▶ [TRY IT] Please reproduce the listing verbatim, without its images.

▶ [LISTED ENTRIES]
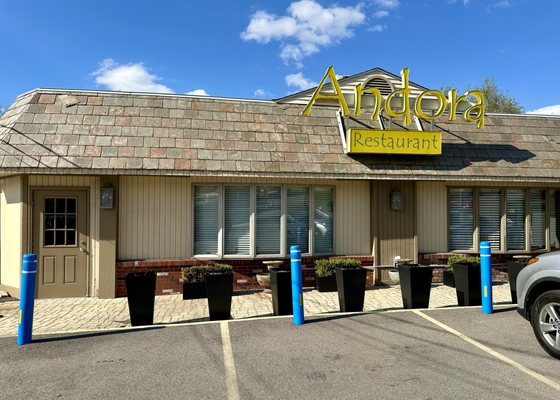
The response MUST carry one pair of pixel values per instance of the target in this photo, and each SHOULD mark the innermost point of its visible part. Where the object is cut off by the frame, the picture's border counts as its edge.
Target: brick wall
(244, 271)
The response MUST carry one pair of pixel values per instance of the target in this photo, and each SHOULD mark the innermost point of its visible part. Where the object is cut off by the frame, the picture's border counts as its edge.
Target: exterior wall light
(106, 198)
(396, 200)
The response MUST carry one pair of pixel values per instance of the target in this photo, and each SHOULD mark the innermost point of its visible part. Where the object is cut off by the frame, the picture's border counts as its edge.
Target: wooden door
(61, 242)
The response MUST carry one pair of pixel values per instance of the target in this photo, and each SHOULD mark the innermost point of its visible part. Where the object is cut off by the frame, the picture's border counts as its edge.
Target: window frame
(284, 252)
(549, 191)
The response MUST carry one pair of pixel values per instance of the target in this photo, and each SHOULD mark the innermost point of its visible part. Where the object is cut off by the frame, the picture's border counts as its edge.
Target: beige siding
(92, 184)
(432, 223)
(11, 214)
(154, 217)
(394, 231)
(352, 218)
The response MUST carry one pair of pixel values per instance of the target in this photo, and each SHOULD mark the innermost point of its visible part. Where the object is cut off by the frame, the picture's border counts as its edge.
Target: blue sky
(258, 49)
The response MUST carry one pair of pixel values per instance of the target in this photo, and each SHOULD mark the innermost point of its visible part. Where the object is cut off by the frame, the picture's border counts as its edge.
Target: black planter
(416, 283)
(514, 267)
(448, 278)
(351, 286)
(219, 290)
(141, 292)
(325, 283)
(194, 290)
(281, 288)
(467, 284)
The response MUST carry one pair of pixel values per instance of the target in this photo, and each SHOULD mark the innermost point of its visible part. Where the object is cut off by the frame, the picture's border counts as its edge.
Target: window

▶ [EXERCISE RESPONSE]
The response MUST carry one pair of pixel values per instance of the target in this photo, and each SHOULD mark the innermost point of its visible part. Where the object is cut off by the frame, the picture's border counts as its edge.
Target: brick wall
(244, 271)
The response MUST carry one pair of pixel values per instance of the target in this photo, and each SHOULD mark the innermost point of its visible part. Where the object is cut off by the frame, the picture's border counts as its edge.
Target: exterior wall light
(106, 198)
(396, 200)
The response MUST carry one pair of pixel values per instance of the target in this photo, and each SHOULD mark the innermost point of its visible part. Where the object is cut off by the frame, the picture's border counts as its edge.
Target: wooden door
(61, 242)
The response MUST carry one pair of pixel values per instance of the target in this photo, and each SHOULD mark the innermost point of its visible part. Where the object is cut off by the frame, the picture's border counts as its edge.
Target: window frame
(284, 252)
(549, 191)
The response MUST carry one pair of pixel values per instance of the target in this photo, and each SHOULD mark the innermost point of its visible part. Where the object is cut off by the frame, the picture's border counts as its edge.
Target: beige siding
(92, 184)
(432, 223)
(11, 214)
(154, 217)
(394, 231)
(352, 218)
The response MUST carry one pair of pixel values per instance of the target in this photo, and each SHOULD mark the innermost point of its visible part. Where the object is cut off by the frame, the picture's border counts as its edge.
Target: blue sky
(258, 49)
The response MUST carry one pair of pixel values per instance of the target in this photo, and each SHOULD mark the innermost point of its visible part. Where the object is cut off by the frame, the picture's border counts as its edge.
Target: black planter
(416, 283)
(514, 267)
(448, 278)
(351, 286)
(219, 290)
(141, 292)
(325, 283)
(194, 290)
(281, 288)
(467, 284)
The response MUST carry one pair of pixel values per instance of the target in this photo, and each SHOULD mark the innermost point of its visible part. Where the object is cut off by the frame, the picture's border counts as its edge.
Target: window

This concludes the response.